> _SELECTED EXCERPT_
▬▬▬▬▬▬

NEW YORK – A team led by researchers at Cold Spring Harbor Laboratory has identified potentially treatable epigenetic changes in glioblastoma (GBM) with wild-type TP53 that have similar effects on cells compared to those found in TP53-mutated forms of the aggressive brain cancer.

The changes, not previously associated with GBM, are orchestrated by the BRD8 gene.

"Our findings demonstrated that BRD8 bypasses p53 tumor suppressive activity by enforcing a compact chromatin conformation to restrain the accessibility of p53 to its targets," senior and corresponding author Alea Mills, a researcher at Cold Spring Harbor Laboratory, and her colleagues wrote in Nature on Wednesday, adding that "GBM is sensitive to BRD8 depletion, which provides an encouraging way to awaken the sleeping guardian p53 in the majority of GBM cases."

Analyzing available tumor genome sequence data for more than 450 GBM cases, the researchers first identified features in GBM tumors with wild-type versions of the tumor suppressor gene p53 that were similar to p53-mutated GBM, prompting them to turn to CRISPR screening to search for possible epigenetic explanations.

After systematically targeting nearly 200 chromatin regulatory domains in TP53-wild type or TP53-mutated GBM cells and in more than two dozen other cancer cell lines, using 1,390 chromatin domain-targeting single-guide RNAs (sgRNAs), the team narrowed in on the bromodomain region of BRD8, a chromatin regulatory gene that mediates histone H2AZ residence at H2AZ binding sites.

▬▬▬▬▬▬

> _MATERIAL SUPPLIED_
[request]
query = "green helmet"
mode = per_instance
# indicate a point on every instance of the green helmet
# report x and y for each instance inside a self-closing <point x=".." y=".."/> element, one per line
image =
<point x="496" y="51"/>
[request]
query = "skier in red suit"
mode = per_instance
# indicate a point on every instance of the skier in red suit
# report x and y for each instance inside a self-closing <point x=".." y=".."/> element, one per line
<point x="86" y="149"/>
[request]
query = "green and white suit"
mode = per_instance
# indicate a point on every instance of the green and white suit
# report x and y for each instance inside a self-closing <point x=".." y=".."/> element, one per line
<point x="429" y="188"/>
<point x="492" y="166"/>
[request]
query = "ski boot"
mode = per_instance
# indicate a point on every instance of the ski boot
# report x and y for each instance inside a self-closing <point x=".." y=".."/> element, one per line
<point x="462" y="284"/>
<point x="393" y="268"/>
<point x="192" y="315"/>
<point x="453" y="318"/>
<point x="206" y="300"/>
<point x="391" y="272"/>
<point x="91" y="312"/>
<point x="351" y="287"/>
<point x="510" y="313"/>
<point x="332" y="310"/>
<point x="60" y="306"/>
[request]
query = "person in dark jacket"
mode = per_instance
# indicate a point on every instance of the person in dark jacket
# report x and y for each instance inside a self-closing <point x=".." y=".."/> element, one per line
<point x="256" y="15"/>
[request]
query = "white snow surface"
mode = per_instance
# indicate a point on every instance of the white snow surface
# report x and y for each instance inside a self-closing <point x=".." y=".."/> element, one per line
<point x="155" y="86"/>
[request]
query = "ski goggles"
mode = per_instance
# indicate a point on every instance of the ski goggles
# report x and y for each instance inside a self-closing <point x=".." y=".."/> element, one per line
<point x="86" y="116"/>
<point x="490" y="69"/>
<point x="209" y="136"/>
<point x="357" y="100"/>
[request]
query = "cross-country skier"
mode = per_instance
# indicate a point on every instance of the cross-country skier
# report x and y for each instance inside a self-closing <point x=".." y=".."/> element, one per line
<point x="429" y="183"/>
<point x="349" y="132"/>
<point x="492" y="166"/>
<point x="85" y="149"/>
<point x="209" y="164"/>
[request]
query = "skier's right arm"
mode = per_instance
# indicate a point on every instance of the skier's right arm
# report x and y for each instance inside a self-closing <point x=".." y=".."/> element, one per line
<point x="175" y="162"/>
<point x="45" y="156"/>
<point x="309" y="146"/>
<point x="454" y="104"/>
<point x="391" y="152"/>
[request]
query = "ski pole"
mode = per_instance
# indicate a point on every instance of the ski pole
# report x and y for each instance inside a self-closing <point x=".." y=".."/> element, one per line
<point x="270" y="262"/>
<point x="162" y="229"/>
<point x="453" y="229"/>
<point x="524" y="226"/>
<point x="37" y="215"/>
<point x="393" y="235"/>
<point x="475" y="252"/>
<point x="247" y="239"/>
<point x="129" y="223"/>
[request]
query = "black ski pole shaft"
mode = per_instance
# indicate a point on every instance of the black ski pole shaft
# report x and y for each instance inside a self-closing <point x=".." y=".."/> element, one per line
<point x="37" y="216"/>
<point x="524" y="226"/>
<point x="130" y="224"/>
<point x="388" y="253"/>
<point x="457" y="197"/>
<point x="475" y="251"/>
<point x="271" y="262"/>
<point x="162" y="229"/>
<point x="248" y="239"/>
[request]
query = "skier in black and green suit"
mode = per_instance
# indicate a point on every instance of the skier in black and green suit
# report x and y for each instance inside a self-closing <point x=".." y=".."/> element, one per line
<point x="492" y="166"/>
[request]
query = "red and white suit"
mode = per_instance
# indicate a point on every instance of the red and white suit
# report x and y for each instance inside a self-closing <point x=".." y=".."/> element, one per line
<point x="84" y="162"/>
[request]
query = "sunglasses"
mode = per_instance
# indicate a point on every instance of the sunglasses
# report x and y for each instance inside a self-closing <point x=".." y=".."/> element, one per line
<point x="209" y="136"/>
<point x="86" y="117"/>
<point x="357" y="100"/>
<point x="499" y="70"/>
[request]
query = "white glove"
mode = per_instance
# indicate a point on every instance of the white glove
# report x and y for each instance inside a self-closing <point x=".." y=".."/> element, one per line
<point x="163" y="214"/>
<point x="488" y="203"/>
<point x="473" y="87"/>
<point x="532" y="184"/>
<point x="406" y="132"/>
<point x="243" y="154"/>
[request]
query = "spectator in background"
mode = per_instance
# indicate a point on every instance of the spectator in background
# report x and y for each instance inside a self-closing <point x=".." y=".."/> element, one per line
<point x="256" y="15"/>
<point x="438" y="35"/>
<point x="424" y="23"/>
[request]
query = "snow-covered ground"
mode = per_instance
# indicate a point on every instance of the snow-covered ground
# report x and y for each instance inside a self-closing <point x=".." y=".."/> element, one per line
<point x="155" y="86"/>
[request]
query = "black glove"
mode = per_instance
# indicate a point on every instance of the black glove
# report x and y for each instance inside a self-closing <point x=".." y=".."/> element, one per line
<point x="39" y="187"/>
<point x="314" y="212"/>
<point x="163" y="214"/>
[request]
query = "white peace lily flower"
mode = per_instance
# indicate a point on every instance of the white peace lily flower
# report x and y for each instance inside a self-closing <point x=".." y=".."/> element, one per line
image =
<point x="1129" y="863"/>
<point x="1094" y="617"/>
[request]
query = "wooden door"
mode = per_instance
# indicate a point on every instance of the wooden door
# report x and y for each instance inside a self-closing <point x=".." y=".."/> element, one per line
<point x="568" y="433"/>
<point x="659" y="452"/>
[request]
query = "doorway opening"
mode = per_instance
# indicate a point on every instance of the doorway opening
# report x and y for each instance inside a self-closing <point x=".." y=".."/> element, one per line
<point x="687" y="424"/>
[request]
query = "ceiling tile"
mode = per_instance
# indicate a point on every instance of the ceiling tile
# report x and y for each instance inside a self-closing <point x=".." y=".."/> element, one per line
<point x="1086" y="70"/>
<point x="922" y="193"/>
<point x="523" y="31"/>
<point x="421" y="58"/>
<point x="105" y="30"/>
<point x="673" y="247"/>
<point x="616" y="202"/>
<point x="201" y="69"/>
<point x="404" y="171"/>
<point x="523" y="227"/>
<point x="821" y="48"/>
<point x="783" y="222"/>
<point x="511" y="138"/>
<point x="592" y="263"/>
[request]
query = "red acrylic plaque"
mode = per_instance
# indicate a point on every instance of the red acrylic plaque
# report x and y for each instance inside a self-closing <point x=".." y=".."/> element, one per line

▬▬▬▬▬▬

> _QUESTIONS TO ANSWER_
• 1. Which counts does the glioblastoma article give for the study, and what does each one count?
• 2. Write the next passage of the glioblastoma article, beginning after its final sentence about BRD8's bromodomain region.
These rows have nothing to do with the glioblastoma article.

> _EXPECTED OUTPUTS_
• 1.
- More than 450 GBM cases
- Nearly 200 chromatin regulatory domains
- More than two dozen other cancer cell lines
- 1,390 chromatin domain-targeting single-guide RNAs (sgRNAs)

• 2.
In particular, the researchers noted that BRD8-targeting sgRNAs led to reduced survival of GBM cells containing wild-type TP53 — an effect not found with sgRNAs impacting intronic BRD8 sequences or in TP53-mutated GBM cells. Similarly, BRD8-targeting sgRNAs did not appear to have a significant impact on noncancerous, brain-derived neural stem cells, but did stretch out survival in mouse models with TP53-wild type GBM tumors.

With imaging, RNA sequencing, immunoprecipitation-mass spec, and other protein interaction analyses, the team then determined that enhanced BRD8 expression interferes with TP53's typical tumor suppressor role by interacting with the EP400 chromatin remodeling complex and H2AZ to block TP53 target sites.

"It's like BRD8 is saying 'NO ENTRY' to p53's tumor-preventing power, but when we hit BRD8 in the right way — go in there almost like a scalpel, but molecularly — the tumor is annihilated," CSHL's Mills said in a statement.

Because bromodomain inhibitors have shown promise in other cancer types, she and her coauthors speculated that it may one day be possible to remove the epigenetic block on p53 activity by directly targeting BRD8 in affected GBM cases.

"Notably, targeting the bromodomain of BRD8 displaces H2AZ, enhances chromatin accessibility, and engages p53 transactivation," the authors reported. "This in turn enforces cell cycle arrest and tumor suppression in [TP53-wild type] GBM."